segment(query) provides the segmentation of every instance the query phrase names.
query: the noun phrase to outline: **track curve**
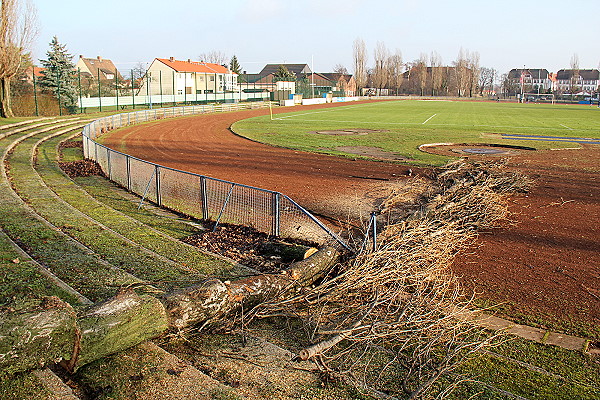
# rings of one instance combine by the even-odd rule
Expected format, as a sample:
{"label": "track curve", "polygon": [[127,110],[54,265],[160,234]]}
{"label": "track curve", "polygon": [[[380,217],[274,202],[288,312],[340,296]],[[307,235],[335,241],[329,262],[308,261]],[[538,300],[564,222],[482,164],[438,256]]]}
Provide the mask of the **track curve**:
{"label": "track curve", "polygon": [[[302,110],[335,106],[303,106]],[[273,112],[294,110],[286,107]],[[229,129],[236,121],[268,112],[246,110],[156,121],[110,133],[102,142],[168,167],[275,190],[313,212],[336,218],[368,213],[392,186],[406,179],[409,167],[405,165],[273,147]]]}

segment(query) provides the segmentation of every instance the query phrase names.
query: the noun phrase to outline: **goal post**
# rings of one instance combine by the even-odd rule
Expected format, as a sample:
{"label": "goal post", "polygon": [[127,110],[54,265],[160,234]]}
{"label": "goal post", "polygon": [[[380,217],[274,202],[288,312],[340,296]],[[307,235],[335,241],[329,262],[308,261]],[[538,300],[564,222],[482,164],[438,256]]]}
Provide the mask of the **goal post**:
{"label": "goal post", "polygon": [[533,103],[549,103],[552,102],[554,104],[555,97],[553,93],[523,93],[524,102],[533,102]]}

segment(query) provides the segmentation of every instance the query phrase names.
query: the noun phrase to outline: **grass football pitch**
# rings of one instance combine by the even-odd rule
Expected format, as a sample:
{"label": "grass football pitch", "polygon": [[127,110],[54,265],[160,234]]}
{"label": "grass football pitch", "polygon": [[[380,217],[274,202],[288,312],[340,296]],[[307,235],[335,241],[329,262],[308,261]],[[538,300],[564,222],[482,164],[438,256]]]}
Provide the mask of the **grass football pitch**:
{"label": "grass football pitch", "polygon": [[[250,139],[305,151],[358,157],[340,147],[375,147],[441,165],[446,157],[418,149],[426,143],[488,143],[536,149],[579,147],[600,139],[600,109],[584,105],[399,100],[303,110],[239,121],[233,130]],[[372,130],[362,135],[319,131]]]}

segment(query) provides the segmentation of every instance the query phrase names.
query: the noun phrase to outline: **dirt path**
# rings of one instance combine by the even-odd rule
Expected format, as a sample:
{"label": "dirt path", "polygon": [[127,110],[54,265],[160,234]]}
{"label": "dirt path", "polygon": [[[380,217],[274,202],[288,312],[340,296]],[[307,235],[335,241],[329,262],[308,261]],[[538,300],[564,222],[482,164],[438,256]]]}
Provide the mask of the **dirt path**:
================
Could you repeat all of the material exactly? Pictures should not be copied.

● **Response for this exercise**:
segment(query) provides the segmentation of every instance the query phrase names.
query: the noun phrase to outline: **track curve**
# rings of one instance combine by the even-odd rule
Expected format, as a sample:
{"label": "track curve", "polygon": [[127,110],[54,265],[160,234]]}
{"label": "track curve", "polygon": [[[380,217],[274,202],[288,312],[340,296]],[[307,235],[335,241],[329,262],[308,261]],[[538,300],[564,222],[482,164],[438,256]]]}
Provide the mask of the **track curve**:
{"label": "track curve", "polygon": [[[302,110],[335,106],[303,106]],[[273,112],[294,110],[286,107]],[[229,129],[236,121],[268,112],[246,110],[156,121],[110,133],[102,142],[168,167],[275,190],[313,212],[336,218],[368,213],[392,186],[406,179],[409,167],[405,165],[273,147]]]}

segment(query) provides the segmentation of every instance the query phrase names.
query: the noun phrase to outline: **goal post**
# rings of one instance combine by the even-odd rule
Expected format, as a sample:
{"label": "goal post", "polygon": [[127,110],[54,265],[160,234]]}
{"label": "goal post", "polygon": [[[380,217],[274,202],[288,312],[340,296]],[[307,235],[335,241],[329,262],[308,261]],[[538,300],[564,222],[482,164],[438,256]]]}
Provide the mask of the **goal post**:
{"label": "goal post", "polygon": [[533,103],[549,103],[552,102],[554,104],[555,97],[553,93],[523,93],[524,102],[533,102]]}

segment(query) provides the segmentation of every instance the query phrase names.
query: the noun phrase to outline: **grass football pitch**
# rings of one instance combine by the even-odd rule
Expected format, as a sample:
{"label": "grass football pitch", "polygon": [[127,110],[54,265],[160,234]]}
{"label": "grass football pitch", "polygon": [[[380,217],[274,202],[288,312],[340,296]],[[307,235],[335,241],[329,262],[308,261]],[[538,300],[564,222],[482,164],[438,256]]]}
Provide the mask of the **grass football pitch**:
{"label": "grass football pitch", "polygon": [[[250,139],[305,151],[358,157],[340,147],[375,147],[441,165],[446,157],[418,149],[426,143],[488,143],[536,149],[579,147],[600,139],[600,109],[584,105],[399,100],[303,110],[239,121],[233,130]],[[372,130],[362,135],[319,131]]]}

segment(query) provides the segmentation of every instance the query phrase names.
query: the noun phrase to outline: **dirt path**
# rings of one instance combine by the even-odd rule
Expected format, as a sample:
{"label": "dirt path", "polygon": [[127,110],[54,265],[160,234]]}
{"label": "dirt path", "polygon": [[[380,217],[274,202],[288,312],[340,296]],[[307,235],[335,241],[329,262],[308,261]],[[538,300],[564,222],[482,164],[438,256]]]}
Provide the mask of the **dirt path**:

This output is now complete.